GIVEN REQUEST -> Lines before the one containing "Please identify the bird's leg" are excluded; retype that line and all remaining lines of the material exactly.

THE INPUT ->
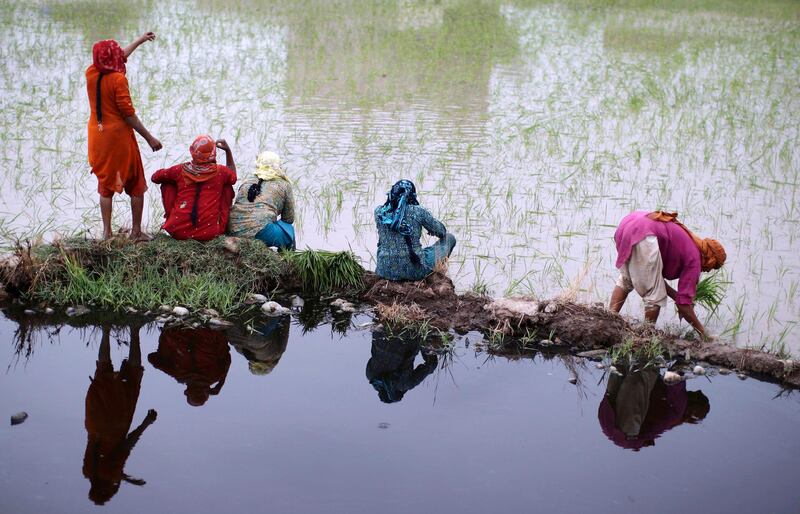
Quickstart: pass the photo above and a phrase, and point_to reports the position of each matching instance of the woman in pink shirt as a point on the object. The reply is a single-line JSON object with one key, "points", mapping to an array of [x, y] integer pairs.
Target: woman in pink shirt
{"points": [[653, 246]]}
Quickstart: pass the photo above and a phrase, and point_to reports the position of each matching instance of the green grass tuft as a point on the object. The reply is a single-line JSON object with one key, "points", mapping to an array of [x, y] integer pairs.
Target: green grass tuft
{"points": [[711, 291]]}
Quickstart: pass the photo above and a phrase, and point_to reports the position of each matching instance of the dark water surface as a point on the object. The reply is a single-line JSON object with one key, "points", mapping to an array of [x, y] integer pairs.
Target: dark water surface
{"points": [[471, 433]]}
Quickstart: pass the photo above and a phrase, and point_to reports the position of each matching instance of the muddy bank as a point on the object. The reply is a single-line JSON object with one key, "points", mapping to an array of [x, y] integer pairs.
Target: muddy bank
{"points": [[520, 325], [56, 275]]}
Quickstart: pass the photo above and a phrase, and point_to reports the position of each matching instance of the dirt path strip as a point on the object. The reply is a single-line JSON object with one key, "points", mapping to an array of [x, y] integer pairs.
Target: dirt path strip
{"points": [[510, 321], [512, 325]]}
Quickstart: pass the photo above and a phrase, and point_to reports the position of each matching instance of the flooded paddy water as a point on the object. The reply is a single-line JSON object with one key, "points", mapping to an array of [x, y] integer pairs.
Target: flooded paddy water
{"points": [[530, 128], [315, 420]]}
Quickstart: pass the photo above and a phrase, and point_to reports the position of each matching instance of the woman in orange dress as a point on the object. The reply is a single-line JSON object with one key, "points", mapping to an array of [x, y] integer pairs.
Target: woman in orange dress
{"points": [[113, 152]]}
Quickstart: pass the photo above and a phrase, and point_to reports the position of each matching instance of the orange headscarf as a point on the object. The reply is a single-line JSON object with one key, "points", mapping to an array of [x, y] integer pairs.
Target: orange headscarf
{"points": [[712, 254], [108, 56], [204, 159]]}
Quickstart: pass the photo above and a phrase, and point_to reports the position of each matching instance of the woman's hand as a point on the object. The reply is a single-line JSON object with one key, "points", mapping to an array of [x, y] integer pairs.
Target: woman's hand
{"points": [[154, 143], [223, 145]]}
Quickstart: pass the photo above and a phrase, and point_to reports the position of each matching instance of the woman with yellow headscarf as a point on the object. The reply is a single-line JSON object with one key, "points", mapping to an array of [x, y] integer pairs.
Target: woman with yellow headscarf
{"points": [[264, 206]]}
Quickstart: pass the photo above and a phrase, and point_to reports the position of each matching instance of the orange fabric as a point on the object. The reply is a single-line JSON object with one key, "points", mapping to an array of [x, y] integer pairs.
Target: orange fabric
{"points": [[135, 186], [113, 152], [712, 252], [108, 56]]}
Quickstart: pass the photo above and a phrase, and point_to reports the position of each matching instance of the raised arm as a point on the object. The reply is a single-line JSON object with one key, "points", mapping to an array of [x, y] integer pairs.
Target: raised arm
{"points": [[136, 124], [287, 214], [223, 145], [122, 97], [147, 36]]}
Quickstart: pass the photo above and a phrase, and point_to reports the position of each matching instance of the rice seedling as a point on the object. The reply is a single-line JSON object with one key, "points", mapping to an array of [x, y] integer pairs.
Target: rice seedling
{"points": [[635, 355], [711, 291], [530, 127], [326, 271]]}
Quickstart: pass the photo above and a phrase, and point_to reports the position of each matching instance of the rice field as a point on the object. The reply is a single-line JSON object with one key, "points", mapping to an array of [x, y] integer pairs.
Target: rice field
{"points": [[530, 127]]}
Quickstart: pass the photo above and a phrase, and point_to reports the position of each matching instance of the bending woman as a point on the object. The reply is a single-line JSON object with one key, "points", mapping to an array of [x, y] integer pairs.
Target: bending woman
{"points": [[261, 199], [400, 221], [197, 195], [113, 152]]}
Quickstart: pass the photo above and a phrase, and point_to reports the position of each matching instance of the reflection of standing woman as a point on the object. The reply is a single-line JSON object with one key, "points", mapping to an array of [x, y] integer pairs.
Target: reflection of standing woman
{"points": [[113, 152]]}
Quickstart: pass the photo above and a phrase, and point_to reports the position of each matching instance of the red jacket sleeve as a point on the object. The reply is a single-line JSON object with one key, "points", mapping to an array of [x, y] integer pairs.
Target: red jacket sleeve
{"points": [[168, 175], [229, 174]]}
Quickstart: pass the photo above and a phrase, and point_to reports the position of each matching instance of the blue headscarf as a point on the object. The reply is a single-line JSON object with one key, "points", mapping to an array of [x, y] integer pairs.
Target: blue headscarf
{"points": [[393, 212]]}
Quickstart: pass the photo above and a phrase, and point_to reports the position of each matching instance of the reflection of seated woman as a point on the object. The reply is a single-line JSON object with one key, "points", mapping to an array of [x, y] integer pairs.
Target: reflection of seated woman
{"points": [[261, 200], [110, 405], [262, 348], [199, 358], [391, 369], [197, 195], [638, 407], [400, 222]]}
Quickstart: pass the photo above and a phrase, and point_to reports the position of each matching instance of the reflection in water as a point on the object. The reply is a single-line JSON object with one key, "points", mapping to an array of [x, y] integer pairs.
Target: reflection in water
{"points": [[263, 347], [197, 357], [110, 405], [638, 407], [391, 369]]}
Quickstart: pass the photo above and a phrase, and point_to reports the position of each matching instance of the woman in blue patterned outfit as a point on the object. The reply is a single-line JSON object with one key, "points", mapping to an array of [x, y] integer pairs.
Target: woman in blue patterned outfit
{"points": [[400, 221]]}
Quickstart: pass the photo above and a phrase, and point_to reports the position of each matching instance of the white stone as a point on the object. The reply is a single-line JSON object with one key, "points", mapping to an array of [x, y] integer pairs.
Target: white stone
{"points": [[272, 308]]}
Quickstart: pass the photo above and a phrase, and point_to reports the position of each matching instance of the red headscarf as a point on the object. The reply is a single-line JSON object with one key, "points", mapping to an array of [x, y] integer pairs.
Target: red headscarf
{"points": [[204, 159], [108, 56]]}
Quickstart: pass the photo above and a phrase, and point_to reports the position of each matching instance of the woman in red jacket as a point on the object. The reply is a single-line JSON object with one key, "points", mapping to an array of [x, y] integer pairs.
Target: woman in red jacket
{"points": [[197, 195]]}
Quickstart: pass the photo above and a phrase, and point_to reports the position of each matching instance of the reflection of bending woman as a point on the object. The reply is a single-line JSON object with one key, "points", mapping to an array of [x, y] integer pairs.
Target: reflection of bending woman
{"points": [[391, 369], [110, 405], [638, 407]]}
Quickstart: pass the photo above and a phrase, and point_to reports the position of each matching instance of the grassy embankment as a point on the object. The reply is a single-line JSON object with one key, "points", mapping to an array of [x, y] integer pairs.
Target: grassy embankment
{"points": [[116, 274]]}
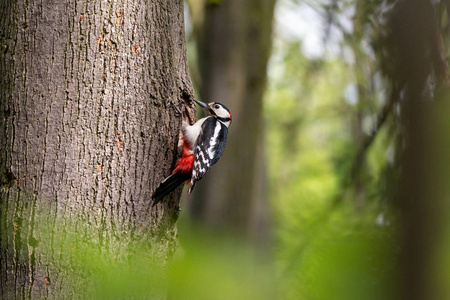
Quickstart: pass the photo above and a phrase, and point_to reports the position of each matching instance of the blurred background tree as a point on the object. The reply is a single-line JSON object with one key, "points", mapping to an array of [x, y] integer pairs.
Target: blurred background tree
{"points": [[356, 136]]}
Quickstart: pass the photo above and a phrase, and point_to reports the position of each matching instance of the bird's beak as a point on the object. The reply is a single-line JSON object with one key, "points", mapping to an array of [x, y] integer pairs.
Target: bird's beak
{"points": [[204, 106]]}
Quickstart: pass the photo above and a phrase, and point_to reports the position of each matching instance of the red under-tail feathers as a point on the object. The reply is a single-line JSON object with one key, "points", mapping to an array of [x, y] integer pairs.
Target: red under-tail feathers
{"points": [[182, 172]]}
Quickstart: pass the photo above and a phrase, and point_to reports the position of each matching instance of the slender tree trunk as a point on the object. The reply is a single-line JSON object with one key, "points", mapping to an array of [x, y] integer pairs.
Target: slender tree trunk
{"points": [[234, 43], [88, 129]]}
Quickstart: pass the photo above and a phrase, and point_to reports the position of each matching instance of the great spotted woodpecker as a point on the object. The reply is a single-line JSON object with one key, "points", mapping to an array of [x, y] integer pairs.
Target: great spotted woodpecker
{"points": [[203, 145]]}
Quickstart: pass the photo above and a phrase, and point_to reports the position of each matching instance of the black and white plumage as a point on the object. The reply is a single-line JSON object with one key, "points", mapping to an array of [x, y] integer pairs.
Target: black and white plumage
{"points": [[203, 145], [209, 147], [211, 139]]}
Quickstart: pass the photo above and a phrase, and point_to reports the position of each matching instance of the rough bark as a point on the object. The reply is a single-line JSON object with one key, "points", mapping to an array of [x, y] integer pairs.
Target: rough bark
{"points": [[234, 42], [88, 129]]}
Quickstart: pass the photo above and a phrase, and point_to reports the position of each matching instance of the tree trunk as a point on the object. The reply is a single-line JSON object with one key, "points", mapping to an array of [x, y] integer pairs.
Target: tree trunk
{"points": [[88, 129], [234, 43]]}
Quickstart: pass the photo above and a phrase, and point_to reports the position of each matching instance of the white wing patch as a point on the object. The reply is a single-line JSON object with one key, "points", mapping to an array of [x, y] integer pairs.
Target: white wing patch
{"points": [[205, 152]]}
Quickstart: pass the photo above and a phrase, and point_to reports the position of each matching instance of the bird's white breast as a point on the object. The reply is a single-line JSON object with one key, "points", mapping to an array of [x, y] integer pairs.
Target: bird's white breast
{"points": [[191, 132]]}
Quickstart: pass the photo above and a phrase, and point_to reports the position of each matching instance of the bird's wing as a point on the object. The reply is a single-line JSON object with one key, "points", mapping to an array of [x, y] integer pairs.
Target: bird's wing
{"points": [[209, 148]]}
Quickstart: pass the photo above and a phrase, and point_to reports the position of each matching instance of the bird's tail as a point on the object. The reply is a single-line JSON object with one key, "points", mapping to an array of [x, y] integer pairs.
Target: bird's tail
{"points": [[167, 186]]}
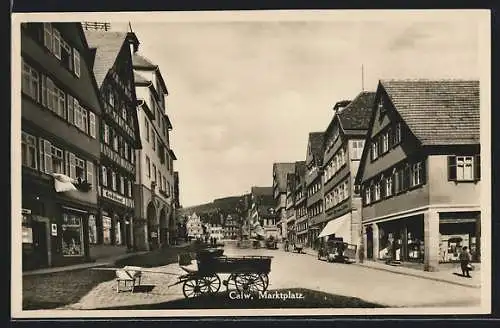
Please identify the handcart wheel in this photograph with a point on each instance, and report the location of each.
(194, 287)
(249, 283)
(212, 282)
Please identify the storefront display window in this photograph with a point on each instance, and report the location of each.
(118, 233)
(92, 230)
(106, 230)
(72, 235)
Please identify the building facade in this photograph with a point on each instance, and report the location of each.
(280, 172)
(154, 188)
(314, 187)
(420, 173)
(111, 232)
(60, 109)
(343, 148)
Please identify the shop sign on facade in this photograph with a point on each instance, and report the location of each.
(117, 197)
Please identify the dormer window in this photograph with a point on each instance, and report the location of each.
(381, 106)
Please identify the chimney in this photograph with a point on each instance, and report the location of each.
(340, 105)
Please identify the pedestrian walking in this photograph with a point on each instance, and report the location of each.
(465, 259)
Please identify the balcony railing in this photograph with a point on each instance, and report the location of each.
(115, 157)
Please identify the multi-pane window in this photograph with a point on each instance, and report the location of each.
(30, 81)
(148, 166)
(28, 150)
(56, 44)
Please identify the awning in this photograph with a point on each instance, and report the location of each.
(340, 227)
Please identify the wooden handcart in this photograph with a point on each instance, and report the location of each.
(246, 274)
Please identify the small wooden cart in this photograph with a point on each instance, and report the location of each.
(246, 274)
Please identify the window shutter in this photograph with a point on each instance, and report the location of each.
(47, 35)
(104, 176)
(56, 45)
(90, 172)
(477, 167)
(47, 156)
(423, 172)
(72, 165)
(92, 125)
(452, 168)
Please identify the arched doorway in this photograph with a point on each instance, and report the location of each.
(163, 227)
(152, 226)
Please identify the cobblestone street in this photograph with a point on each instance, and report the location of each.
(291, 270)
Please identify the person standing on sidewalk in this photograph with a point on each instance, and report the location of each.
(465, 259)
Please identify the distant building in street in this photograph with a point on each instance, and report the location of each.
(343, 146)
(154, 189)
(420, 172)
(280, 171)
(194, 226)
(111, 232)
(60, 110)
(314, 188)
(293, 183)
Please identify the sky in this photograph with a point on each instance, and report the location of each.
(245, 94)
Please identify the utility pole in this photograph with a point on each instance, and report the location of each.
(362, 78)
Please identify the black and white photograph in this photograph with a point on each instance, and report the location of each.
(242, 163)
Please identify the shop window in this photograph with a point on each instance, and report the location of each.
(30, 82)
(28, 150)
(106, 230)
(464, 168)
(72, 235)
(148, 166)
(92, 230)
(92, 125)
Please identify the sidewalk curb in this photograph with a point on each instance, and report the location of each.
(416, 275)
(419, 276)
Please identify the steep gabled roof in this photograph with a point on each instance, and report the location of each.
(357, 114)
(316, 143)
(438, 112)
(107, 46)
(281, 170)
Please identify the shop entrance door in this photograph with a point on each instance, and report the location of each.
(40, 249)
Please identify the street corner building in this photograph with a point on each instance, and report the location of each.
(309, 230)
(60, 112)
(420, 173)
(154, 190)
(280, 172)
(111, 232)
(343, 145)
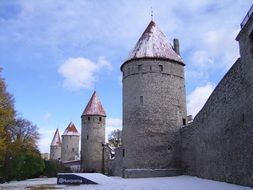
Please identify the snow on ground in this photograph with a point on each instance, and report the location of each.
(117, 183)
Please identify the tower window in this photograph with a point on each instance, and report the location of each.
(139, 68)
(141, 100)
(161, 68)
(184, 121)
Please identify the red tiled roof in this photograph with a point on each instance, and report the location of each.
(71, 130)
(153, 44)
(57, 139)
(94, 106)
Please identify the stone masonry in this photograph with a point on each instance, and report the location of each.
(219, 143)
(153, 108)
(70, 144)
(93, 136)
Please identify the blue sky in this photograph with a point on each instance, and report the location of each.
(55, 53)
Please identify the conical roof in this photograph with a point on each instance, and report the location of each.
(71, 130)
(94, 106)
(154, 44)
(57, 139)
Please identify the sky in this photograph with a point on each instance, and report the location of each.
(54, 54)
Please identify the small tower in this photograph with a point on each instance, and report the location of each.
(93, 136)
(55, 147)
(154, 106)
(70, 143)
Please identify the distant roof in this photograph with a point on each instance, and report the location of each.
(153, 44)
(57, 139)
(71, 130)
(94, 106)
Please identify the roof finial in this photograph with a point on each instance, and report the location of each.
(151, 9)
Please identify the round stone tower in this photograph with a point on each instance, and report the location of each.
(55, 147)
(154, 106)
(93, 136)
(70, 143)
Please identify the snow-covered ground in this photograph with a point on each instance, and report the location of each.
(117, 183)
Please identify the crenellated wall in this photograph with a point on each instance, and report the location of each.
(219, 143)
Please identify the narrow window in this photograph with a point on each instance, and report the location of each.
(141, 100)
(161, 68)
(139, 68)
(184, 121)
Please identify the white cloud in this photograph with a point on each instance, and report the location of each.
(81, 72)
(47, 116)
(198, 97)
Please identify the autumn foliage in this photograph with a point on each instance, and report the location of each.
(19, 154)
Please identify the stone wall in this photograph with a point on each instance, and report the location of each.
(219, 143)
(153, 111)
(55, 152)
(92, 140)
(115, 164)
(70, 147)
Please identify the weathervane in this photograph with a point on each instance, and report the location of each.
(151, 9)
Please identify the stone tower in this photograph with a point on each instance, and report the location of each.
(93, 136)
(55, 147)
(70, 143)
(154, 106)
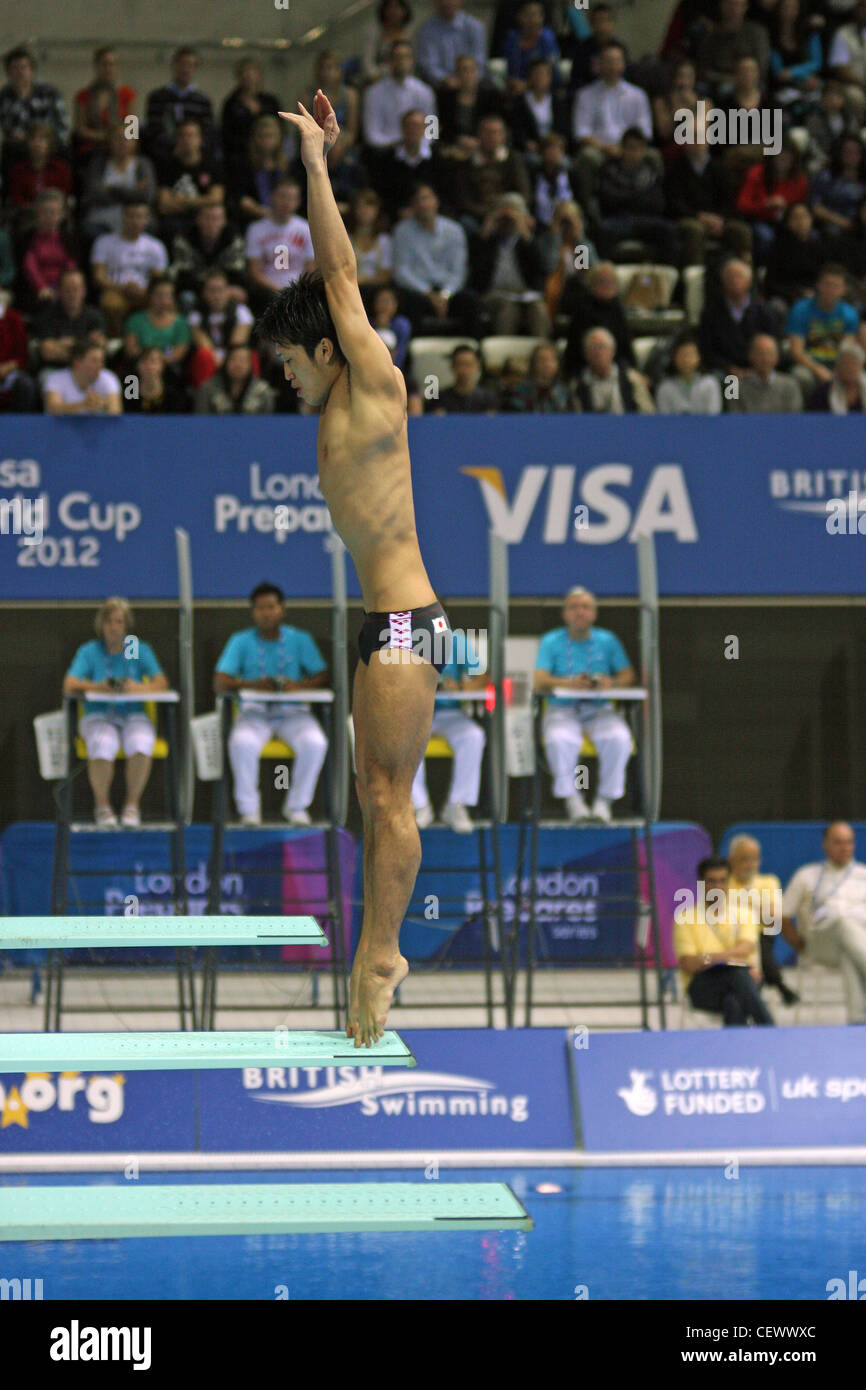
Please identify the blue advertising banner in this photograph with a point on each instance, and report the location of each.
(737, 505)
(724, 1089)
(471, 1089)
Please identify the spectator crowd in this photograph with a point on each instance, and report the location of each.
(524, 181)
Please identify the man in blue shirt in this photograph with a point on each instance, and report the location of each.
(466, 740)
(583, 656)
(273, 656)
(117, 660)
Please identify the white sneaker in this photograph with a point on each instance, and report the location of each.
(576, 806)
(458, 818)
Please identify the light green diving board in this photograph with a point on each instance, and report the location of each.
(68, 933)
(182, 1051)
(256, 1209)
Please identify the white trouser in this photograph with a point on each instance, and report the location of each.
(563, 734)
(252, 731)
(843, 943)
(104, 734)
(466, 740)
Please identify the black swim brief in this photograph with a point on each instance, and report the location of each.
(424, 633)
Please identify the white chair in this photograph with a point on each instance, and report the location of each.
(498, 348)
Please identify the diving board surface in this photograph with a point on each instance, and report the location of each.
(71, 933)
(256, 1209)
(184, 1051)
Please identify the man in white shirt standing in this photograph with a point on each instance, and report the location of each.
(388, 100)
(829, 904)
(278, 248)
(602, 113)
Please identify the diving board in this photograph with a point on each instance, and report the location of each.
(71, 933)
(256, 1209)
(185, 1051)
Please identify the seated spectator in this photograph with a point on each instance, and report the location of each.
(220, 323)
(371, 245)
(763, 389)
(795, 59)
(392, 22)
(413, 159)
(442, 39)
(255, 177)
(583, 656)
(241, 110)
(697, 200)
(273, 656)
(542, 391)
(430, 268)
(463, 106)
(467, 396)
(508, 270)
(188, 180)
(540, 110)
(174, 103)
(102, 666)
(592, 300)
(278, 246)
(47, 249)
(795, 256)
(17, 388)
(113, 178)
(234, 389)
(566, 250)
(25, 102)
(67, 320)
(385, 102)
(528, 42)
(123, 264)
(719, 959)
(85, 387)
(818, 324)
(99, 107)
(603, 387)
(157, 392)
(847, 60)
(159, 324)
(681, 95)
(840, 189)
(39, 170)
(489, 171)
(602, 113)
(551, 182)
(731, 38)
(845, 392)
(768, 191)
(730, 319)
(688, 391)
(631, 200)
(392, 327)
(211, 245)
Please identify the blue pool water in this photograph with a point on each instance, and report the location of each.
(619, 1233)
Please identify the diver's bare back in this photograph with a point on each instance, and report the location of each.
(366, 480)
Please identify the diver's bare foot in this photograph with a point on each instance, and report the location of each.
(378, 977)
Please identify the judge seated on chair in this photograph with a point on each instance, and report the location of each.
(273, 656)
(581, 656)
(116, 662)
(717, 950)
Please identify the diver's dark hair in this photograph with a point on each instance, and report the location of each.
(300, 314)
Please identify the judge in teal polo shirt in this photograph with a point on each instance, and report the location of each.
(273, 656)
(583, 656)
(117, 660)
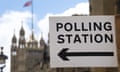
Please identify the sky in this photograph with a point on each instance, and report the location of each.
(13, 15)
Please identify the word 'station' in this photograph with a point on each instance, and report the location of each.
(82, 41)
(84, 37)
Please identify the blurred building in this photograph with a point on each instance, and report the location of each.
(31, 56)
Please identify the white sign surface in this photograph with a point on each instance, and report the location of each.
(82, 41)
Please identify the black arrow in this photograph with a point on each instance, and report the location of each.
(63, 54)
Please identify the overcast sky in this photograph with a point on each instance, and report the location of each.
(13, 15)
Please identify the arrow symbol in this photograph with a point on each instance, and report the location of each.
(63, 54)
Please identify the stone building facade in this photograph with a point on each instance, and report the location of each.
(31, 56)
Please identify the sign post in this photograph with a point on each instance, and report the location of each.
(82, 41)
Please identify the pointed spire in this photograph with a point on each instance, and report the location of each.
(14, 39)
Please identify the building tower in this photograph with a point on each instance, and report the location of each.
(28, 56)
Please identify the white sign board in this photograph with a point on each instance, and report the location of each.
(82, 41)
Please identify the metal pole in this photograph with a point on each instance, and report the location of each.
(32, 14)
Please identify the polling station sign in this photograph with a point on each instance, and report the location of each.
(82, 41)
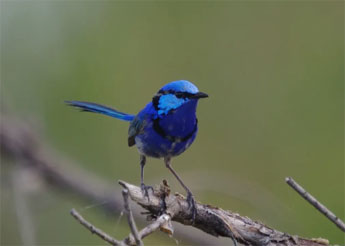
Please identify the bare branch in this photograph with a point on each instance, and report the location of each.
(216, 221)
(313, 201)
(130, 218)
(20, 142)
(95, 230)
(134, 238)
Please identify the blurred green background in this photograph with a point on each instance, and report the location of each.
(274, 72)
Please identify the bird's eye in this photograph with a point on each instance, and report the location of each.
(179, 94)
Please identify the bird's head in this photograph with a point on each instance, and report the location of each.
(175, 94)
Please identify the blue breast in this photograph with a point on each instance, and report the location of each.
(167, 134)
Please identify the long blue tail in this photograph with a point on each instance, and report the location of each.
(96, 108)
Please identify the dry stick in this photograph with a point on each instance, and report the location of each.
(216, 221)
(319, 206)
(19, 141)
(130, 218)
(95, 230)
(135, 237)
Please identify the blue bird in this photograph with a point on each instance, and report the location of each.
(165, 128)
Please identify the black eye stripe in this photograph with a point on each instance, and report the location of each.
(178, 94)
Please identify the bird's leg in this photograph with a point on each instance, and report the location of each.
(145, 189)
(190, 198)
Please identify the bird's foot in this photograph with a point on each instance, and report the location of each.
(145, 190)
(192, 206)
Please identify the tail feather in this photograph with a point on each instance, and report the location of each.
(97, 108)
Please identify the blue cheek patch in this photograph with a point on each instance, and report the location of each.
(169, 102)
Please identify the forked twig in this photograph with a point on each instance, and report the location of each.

THE RESPONSE ->
Please identify the bird's leg in this photograph with a point on each instance, and report the location of each.
(145, 189)
(190, 198)
Please identify the bird's foot in this photograph with a point on each instance, and report the location of each.
(145, 190)
(192, 206)
Please identify the tail feather in this photograph with a point on each instance, and report the location of each.
(97, 108)
Please identify the blue cheek patch in this photograph with a point on each instance, and report the location of each.
(169, 102)
Please identify the forked twig in this photograph with a point on each instance, and report the location of each.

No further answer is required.